TEXT EXCERPT ->
____________
Some mails do not get replicated anymore after memory-exhaust

Christoph Kluge me at christoph-kluge.eu
Thu Mar 2 09:10:50 UTC 2017


The amount of non-replicated mails on the mirror starts to grow without any
exceptions inside the log.
Is there a way how I can enforce a full-replication incl. directory scans
through the doveadm utility?

Besides that are there any arguments against a non-destructive rsync?
Could it break anything i.e. flags/dupes?

Best

On Mon, Feb 27, 2017 at 11:36 PM, Christoph Kluge <me at christoph-kluge.eu>
wrote:

> Hey guys,
>
> overall I have an working dovecot replication between 2 servers running on
> amazon cloud. Sadly I had some messages that my server ran out of memory.
> After investigating a little bit further I realized that some mails didn't
> got replicated, but I'm not sure if this was related to the memory exhaust.
> I was expecting that the full-sync would catch them up but sadly it's not.
>
> Attached I'm adding:
> * /etc/dovecot/dovecot.conf from both servers
> * one sample of my memory-exhaust exception
> * maildir directory listing of one mailbox on both servers
> * commands + outpot of manual attempt for full-replication
> * grep information of missing mail inside Maildir on both servers
>
> Here is my configuration from both servers. The configugration is 1:1 the
> same except the mail_replica server. Please note one server runs on debian
> 8.7 and the other one on 7.11.
>
> ---- SERVER A
>> # dovecot -n
>> # 2.2.13: /etc/dovecot/dovecot.conf
>> # OS: Linux 3.2.0-4-amd64 x86_64 Debian 8.7
>> ---- SERVER B
>> # dovecot -n
>> # 2.2.13: /etc/dovecot/dovecot.conf
>> # OS: Linux 2.6.32-34-pve i686 Debian 7.11
>> auth_mechanisms = plain login
>> disable_plaintext_auth = no
>> doveadm_password = ****
>> doveadm_port = 12345
>> listen = *,[::]
>> log_timestamp = "%Y-%m-%d %H:%M:%S "
____________
DATA ENTRIES ->

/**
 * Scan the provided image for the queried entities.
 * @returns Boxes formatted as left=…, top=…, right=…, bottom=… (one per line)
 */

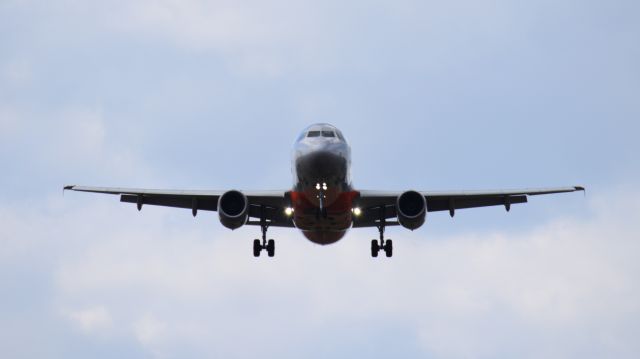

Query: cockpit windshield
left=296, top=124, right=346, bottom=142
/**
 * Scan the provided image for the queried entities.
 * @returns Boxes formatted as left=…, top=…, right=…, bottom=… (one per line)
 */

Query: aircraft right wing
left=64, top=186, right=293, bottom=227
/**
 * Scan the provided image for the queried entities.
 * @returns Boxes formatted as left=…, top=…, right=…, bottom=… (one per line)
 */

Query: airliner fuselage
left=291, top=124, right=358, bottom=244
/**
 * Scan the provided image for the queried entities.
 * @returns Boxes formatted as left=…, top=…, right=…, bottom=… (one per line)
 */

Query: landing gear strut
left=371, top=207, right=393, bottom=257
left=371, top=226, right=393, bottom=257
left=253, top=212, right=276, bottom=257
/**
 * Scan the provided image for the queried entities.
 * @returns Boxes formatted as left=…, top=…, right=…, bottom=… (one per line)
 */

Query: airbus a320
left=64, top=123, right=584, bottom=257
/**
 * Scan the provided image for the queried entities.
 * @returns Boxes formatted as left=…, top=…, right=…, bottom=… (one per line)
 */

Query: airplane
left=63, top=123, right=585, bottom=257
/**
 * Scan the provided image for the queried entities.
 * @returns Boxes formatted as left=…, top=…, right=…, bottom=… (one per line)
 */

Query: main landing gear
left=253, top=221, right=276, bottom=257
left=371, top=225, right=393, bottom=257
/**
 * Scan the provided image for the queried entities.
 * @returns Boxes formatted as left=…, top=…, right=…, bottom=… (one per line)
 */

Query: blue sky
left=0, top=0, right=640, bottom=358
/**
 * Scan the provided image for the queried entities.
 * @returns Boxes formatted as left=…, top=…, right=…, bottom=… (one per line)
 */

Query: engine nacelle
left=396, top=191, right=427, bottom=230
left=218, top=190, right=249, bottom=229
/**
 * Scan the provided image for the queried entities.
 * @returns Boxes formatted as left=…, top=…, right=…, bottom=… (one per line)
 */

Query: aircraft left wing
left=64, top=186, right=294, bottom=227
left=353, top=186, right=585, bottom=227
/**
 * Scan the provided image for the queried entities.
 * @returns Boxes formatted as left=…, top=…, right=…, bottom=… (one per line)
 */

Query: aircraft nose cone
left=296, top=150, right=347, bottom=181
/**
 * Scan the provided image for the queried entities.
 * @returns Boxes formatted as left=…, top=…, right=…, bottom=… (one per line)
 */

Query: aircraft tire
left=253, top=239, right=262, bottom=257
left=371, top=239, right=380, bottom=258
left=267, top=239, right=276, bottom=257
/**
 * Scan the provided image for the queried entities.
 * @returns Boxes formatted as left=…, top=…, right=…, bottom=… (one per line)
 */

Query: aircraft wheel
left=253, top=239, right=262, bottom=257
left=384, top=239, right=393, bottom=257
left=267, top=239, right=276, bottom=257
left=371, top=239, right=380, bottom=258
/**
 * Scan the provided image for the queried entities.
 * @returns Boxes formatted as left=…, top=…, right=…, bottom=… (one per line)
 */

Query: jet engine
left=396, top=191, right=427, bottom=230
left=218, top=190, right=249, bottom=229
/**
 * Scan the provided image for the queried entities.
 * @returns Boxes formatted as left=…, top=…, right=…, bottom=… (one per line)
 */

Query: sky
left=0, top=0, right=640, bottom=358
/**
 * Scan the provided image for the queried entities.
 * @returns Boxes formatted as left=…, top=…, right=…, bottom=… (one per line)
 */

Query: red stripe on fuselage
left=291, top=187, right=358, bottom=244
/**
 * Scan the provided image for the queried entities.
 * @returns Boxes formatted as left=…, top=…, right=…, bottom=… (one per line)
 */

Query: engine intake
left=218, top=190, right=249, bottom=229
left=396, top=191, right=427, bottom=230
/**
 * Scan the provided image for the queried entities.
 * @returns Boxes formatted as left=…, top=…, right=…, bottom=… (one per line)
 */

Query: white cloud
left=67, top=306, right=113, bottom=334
____________
REQUIRED WORK ->
1. Turn the paragraph in the Dovecot replication thread that begins "overall I have an working dovecot replication" into a short bulleted list that keeps its main facts.
2. In the Dovecot replication thread, give everything from "Besides that are" down to "out of memory." again, changing "rsync" to "file copy".

TASK RESPONSES ->
1.
- Dovecot replication between 2 servers on Amazon cloud works overall.
- Messages showed that the server ran out of memory.
- A closer look showed that some mails didn't get replicated, though it's unclear whether this was caused by the memory exhaust.
- The full sync was expected to catch them up, but it didn't.

2.
Besides that are there any arguments against a non-destructive file copy?
Could it break anything i.e. flags/dupes?

Best

On Mon, Feb 27, 2017 at 11:36 PM, Christoph Kluge <me at christoph-kluge.eu>
wrote:

> Hey guys,
>
> overall I have an working dovecot replication between 2 servers running on
> amazon cloud. Sadly I had some messages that my server ran out of memory.